SOURCE DOCUMENT -
Saturday, March 11, 2006

Practicing medicine----can we self-actualize?

First described by Kurt Goldstein, the notion of self-actualization was popularized by Abraham Maslow in his description of the hierarchy of needs. Simply put, the theory holds that along the path to achievement of one’s potential (self-actualization) is a hierarchical progression of prerequisite needs to be met.

R. Whit Curry, Jr, MD, Professor of Community Health and Family Medicine at the University of Florida, writes in the March 11 issue of Patient Care about the seemingly joyless struggle of practicing medicine. He challenges us to get past the “baggage” of the medical profession and self-actualize by focusing on the uniquely positive aspects: the satisfaction of helping and making a difference, the joy of learning and the privilege of glimpsing a fascinating slice of life.

But the hierarchy of needs is an obstacle course which can be difficult to ascend at times. The baggage of medicine can suck the joy right out of us; it gets in the way of the path to self-actualization. This baggage must be shed in order to achieve professional satisfaction. Maslow’s categories of needs have parallels in medicine: physiological needs (sleep deprivation, overwork); safety (looming threats of litigation and Medicare audits); love/belonging (patient complaints, critical colleagues, family stress, sense of isolation) and esteem (law suits, culture of blame).

These are difficult issues. The joy of practicing medicine (or self-actualization, professional satisfaction, call it what you will) can be elusive. Those who achieve it are of a special breed. Without a major cultural shift they will remain an elite group. (I wonder---can you blog your way to self-actualization?).

1 comment:

Anonymous said...

Perhaps those "special breed" of physicians who are able to self actualize are all academics like the Dr. Curry who are at least partially insulated from the baggage of full-time patient care. The rest of us facing a future of ever increasing expenses, shrinking reimbursement, pre-authorizations, and bureaucratic interference find it hard to see any joy at all.

STORED DATA -
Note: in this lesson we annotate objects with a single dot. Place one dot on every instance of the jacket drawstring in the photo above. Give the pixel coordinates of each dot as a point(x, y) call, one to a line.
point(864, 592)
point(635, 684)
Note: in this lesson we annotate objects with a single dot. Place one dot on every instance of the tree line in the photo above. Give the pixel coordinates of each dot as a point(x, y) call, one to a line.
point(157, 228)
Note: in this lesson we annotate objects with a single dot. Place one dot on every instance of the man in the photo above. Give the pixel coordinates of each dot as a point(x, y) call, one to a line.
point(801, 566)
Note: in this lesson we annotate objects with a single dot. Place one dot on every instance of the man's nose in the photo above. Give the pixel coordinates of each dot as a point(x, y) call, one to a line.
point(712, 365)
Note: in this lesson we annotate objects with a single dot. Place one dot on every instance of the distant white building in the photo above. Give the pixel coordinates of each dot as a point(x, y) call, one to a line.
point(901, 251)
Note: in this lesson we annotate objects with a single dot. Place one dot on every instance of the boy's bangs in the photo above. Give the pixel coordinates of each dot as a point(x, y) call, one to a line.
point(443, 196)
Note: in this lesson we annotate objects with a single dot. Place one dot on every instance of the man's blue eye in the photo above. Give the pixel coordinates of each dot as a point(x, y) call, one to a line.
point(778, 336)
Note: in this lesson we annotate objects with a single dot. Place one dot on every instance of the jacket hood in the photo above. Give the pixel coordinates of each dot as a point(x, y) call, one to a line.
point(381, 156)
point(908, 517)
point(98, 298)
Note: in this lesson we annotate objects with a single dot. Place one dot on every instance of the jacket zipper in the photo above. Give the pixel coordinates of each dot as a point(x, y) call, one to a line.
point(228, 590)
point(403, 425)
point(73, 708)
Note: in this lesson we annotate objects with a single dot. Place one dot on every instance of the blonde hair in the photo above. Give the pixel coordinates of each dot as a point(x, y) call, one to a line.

ACTIONS TO TAKE -
**a.** Answer these questions using the blog post about self-actualization in medicine:
(i) Who first described the notion of self-actualization?
(ii) In which publication does R. Whit Curry, Jr, write about practicing medicine?
(iii) Which of Maslow's categories does the post match with looming threats of litigation and Medicare audits?
**b.** Reproduce the stretch of the blog post from "These are difficult" through "Anonymous said...", word for word.
The rows were taken from a different source than the blog post.

RESULTS IN ORDER -
**a.**
(i) Kurt Goldstein
(ii) Patient Care (the March 11 issue)
(iii) Safety

**b.**
These are difficult issues. The joy of practicing medicine (or self-actualization, professional satisfaction, call it what you will) can be elusive. Those who achieve it are of a special breed. Without a major cultural shift they will remain an elite group. (I wonder---can you blog your way to self-actualization?).

1 comment:

Anonymous said...